# [The task]
Rewrite the text on the online poker defense, starting with "The defense wishes" and going on through "and its lawfulness.", and swap every "online poker" for "web-based poker".

# [Text segment]
start

The defense wishes to present such evidence to directly challenge the government’s claims that online poker meets the test for 1). “unlawful Internet gambling” and a “game subject to chance” under UIGEA, and 2). the definition of “gambling” as prohibited by IGBA. The defense contends that the government must prove to a jury that online poker is “unlawful Internet gambling” because it is a “game subject to chance.” The government also has the burden to prove that “gambling”, as specifically described in the statute, includes online poker. In addition, Elie and Campos also requested to present evidence about “their knowledge and good faith beliefs” as to whether online poker met those tests, and its lawfulness.
As to the money laundering charges, the defense contends that the government must prove that any monetary transactions that Elie and Campos engaged in were “either in promotion of, or derived from, unlawful activity”.
The document also states that the defendants can provide proof that they both garnered a good faith belief that their conduct was lawful and not in “promotion of, or derived from, unlawful activity”.

end

# [Dataset content]
start

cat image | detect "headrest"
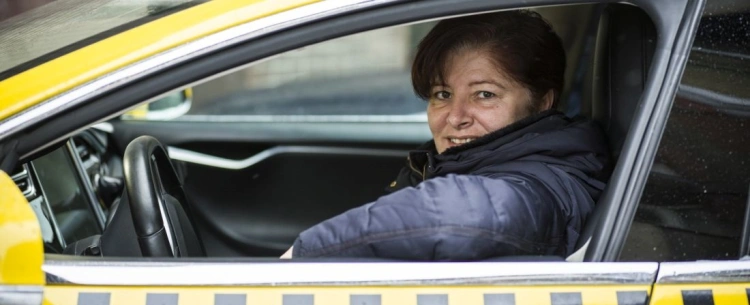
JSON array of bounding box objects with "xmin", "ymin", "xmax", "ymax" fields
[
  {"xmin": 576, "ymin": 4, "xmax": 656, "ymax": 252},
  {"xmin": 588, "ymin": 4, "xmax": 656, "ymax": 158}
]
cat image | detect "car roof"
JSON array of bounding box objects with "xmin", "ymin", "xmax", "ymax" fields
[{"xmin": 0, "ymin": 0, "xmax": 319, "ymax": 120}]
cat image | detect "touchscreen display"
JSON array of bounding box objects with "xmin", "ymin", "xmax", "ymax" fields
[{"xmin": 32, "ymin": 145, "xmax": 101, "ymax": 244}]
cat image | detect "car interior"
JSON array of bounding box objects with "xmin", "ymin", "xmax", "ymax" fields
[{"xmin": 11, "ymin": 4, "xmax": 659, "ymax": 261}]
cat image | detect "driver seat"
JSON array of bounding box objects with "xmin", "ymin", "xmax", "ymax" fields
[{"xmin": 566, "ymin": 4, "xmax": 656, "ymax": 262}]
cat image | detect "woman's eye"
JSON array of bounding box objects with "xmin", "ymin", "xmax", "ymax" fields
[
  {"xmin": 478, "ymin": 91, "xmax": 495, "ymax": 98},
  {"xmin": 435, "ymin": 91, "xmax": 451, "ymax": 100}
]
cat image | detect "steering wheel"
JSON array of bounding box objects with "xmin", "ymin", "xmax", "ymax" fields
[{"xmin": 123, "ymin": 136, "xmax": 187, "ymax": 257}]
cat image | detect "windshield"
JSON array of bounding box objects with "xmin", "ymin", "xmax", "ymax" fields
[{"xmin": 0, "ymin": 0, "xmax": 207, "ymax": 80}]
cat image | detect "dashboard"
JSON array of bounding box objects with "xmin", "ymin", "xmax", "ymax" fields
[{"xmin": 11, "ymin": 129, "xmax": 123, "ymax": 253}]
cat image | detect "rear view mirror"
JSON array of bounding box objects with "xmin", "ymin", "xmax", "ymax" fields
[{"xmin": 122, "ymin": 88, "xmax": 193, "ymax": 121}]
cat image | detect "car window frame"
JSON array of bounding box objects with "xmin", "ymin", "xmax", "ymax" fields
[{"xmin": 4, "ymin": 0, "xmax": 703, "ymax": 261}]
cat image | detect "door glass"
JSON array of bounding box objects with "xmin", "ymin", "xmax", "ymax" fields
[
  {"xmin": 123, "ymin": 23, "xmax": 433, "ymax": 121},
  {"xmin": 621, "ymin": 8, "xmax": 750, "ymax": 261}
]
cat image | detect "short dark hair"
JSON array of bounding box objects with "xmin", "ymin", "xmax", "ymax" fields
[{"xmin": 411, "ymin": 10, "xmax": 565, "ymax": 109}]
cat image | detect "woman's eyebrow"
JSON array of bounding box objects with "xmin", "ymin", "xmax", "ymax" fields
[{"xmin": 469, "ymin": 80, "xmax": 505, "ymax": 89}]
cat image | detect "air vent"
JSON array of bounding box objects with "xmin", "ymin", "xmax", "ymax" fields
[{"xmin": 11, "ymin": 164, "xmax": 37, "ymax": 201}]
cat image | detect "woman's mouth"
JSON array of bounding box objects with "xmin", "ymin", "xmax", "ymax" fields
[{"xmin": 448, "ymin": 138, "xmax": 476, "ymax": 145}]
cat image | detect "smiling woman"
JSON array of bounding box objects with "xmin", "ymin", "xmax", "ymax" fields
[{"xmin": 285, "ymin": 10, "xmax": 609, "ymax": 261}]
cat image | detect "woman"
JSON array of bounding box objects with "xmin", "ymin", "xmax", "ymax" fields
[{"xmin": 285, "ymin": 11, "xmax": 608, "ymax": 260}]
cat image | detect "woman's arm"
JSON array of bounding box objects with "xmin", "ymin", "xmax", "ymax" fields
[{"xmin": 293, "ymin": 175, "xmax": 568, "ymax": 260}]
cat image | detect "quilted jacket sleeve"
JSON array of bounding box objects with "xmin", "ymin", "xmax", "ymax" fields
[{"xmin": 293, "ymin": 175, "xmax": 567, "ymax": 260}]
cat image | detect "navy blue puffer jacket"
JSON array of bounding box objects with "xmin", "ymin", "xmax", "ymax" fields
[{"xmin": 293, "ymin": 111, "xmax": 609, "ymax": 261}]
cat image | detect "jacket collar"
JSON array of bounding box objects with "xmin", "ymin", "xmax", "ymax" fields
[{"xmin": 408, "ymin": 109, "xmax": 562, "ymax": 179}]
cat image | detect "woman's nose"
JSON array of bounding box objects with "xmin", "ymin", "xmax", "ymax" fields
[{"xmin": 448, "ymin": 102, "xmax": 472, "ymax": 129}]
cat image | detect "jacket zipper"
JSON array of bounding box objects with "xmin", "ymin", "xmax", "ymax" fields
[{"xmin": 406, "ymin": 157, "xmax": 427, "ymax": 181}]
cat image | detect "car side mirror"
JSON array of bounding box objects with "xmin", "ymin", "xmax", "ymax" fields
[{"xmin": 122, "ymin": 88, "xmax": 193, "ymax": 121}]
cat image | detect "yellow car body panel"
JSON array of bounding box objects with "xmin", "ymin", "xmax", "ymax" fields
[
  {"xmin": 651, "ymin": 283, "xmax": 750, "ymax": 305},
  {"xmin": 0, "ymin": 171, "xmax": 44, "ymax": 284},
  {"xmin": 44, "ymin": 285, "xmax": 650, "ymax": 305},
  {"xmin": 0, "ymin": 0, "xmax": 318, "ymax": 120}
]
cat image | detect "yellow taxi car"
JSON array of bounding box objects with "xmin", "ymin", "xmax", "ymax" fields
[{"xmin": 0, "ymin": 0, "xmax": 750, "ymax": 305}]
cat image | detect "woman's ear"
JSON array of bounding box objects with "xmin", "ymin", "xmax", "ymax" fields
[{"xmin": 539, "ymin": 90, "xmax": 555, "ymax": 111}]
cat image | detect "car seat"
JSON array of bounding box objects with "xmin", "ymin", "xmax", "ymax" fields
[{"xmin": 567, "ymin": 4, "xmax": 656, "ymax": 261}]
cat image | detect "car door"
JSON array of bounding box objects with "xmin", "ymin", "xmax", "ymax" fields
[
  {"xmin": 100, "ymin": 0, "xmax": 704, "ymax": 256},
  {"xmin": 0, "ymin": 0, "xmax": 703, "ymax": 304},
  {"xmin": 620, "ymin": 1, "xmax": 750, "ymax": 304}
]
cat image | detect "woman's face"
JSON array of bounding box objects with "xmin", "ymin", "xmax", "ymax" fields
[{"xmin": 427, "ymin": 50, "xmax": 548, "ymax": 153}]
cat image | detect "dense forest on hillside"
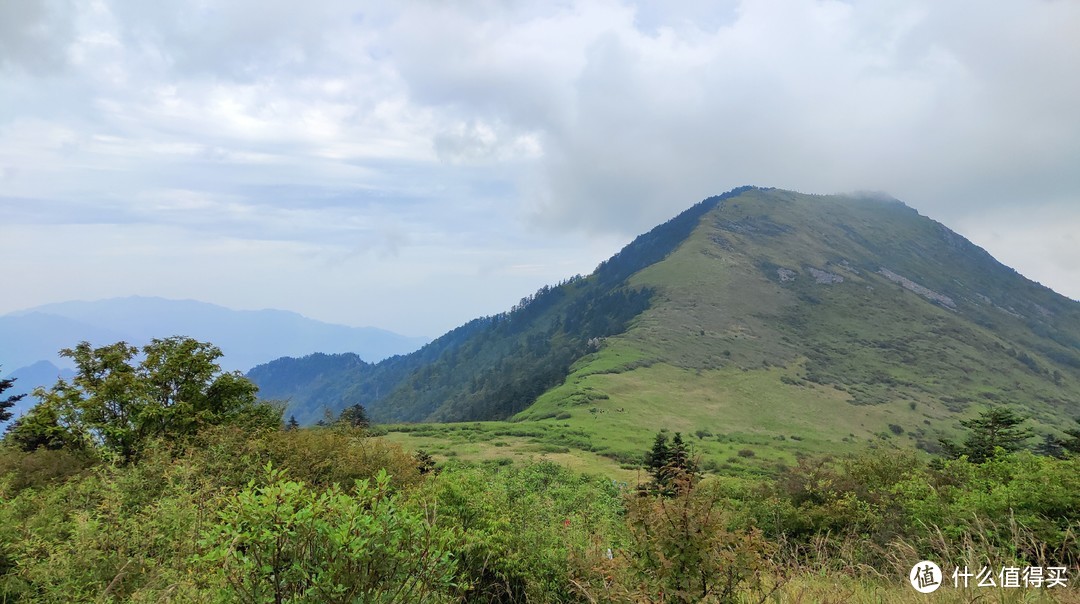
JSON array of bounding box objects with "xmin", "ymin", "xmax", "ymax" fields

end

# [Output for this task]
The defense wishes to present such evidence to directly challenge the government’s claims that web-based poker meets the test for 1). “unlawful Internet gambling” and a “game subject to chance” under UIGEA, and 2). the definition of “gambling” as prohibited by IGBA. The defense contends that the government must prove to a jury that web-based poker is “unlawful Internet gambling” because it is a “game subject to chance.” The government also has the burden to prove that “gambling”, as specifically described in the statute, includes web-based poker. In addition, Elie and Campos also requested to present evidence about “their knowledge and good faith beliefs” as to whether web-based poker met those tests, and its lawfulness.